** Opening DATA SUPPLIED block **
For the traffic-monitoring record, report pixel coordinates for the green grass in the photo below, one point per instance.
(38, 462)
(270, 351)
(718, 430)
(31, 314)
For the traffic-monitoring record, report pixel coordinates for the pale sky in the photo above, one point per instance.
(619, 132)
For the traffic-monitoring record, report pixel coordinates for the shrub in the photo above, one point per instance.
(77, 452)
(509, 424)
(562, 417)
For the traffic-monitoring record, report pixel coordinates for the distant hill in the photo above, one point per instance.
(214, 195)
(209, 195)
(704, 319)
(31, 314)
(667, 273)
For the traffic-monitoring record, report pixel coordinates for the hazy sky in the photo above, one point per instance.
** Closing DATA SUPPLIED block **
:: REQUIRED WORK ::
Could you retype each record exactly as it appears?

:: EXERCISE RESPONSE ::
For the traffic-monitoring record, report pixel coordinates for the green grass in the photo below, one point per instance.
(38, 462)
(270, 351)
(718, 430)
(31, 314)
For the traffic-monitoring record, report pixel coordinates for the pale sky in the photo above, one point per instance.
(619, 132)
For the traffic-monitoring record, report pixel coordinates for the shrub in the photo above, one point per instance.
(77, 452)
(509, 424)
(562, 417)
For the traffic-monitoring record, report pixel coordinates for the distant hill in the photo above, one point per instance.
(214, 195)
(209, 195)
(704, 319)
(31, 314)
(667, 273)
For the traffic-monitoring record, report pixel coordinates for the hazy sky in the photo above, one point per instance.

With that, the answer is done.